§ TASK DETAILS: In the news report on Egypt's cabinet, to what day was the swearing-in of the new cabinet delayed?

§ PROVIDED TEXT:
* * *

Update: 19-07-2011 | 00:00:00

Egypt has delayed the swearing-in of a new cabinet to Tuesday due to consultations on ministerial candidates, the state TV reported Monday.

 

Protests continued in Egypt's capital Cairo and some other cities despite the expected government reshuffle. Some protesters said they wanted some other ministers to be sacked. Others even urged Prime Minister Essam Sharaf to resign.

 

"We won't leave the square, unless we feel a real change in the political atmosphere, not just shake-ups which seem like chess- playing," Ahmed Abdelrahim, one of the protesters in Cairo's Tahrir Square, told Xinhua on Monday.

 

"In our opinions, Essam Sharaf has lost his legitimacy, so what ever he does, it doesn't matter," Abdelrahim added. "We need a real revolutionary government."

 

The swearing-in of the new cabinet was scheduled on Monday. More than half of the cabinet ministers were changed in an attempt to calm down protests.

* * *

§ SUPPLIED MATERIAL:

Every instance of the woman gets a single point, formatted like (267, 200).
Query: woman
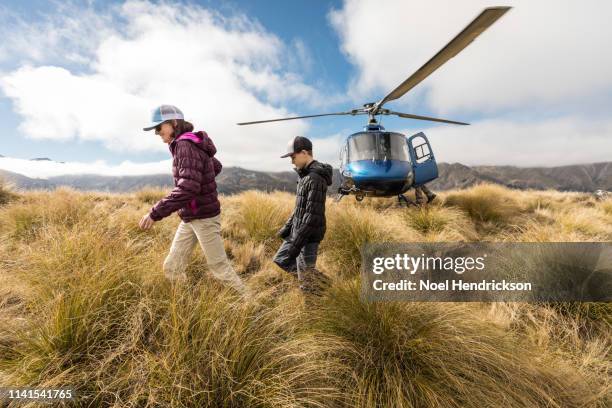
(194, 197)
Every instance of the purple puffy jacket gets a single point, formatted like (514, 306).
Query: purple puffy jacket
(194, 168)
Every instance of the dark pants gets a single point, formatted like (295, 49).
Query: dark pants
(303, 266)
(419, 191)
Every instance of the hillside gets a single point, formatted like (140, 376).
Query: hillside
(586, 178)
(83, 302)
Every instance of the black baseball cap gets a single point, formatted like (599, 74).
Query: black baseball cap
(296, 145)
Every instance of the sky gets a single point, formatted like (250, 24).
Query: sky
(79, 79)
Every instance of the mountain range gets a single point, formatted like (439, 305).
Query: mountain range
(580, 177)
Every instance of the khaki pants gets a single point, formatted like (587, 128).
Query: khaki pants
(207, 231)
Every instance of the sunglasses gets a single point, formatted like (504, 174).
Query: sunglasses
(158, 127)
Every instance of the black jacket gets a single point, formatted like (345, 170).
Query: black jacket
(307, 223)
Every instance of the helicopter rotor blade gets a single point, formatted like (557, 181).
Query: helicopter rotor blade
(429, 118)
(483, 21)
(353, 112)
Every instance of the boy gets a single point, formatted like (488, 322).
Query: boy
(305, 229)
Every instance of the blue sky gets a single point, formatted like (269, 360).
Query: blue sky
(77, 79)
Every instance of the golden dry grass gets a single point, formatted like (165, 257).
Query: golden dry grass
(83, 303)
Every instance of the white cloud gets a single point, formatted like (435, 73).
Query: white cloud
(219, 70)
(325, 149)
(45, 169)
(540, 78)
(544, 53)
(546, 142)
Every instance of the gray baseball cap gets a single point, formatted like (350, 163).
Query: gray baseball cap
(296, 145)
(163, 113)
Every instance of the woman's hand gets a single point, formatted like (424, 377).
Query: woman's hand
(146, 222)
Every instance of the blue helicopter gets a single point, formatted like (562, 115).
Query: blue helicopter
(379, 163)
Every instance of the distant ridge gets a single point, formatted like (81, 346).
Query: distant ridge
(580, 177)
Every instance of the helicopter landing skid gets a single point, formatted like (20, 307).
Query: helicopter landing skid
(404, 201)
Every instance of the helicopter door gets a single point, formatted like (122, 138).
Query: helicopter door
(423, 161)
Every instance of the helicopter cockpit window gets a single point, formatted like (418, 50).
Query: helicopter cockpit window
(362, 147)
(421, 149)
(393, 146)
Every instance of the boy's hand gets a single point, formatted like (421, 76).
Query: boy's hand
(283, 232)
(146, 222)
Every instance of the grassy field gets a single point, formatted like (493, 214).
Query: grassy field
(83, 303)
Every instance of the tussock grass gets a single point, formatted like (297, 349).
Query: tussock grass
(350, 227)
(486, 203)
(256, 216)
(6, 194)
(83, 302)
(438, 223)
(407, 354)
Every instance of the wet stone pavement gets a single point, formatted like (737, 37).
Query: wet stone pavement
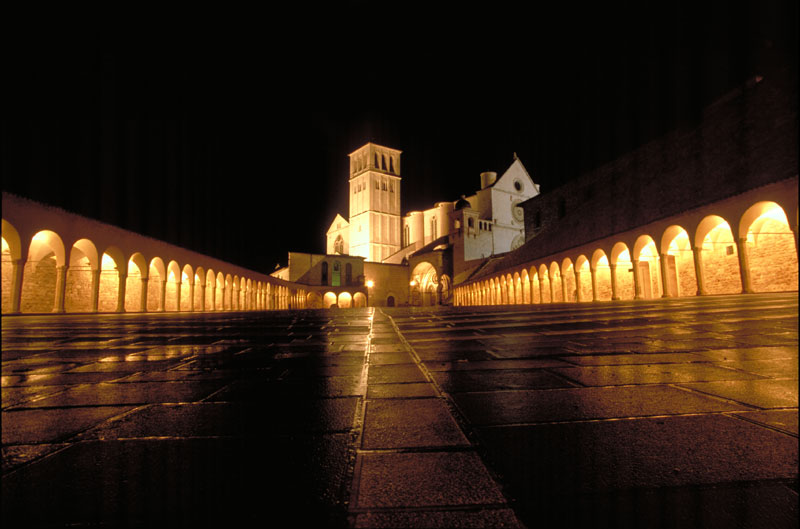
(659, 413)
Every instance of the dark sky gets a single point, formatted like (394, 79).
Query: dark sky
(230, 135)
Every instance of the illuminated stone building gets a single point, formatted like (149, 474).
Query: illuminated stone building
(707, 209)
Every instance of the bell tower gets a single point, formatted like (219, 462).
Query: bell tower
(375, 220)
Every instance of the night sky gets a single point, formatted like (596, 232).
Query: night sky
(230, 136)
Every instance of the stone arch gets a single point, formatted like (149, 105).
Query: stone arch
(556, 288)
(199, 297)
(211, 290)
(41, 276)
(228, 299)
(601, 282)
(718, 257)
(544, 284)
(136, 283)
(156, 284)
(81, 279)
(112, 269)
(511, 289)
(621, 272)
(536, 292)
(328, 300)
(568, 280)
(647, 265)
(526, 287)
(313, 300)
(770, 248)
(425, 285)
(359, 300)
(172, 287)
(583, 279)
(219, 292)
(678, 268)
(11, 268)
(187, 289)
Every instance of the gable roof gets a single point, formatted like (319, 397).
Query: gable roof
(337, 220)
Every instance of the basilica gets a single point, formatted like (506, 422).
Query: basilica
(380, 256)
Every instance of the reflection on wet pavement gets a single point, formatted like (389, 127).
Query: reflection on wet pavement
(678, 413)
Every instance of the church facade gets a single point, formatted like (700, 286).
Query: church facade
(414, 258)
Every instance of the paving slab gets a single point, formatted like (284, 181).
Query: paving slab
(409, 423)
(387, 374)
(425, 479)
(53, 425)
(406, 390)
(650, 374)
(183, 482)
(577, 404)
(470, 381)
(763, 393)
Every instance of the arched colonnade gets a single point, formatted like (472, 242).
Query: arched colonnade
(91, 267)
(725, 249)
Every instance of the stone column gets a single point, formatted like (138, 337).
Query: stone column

* * *

§ RESPONSE TO THE EXERCISE: Tuesday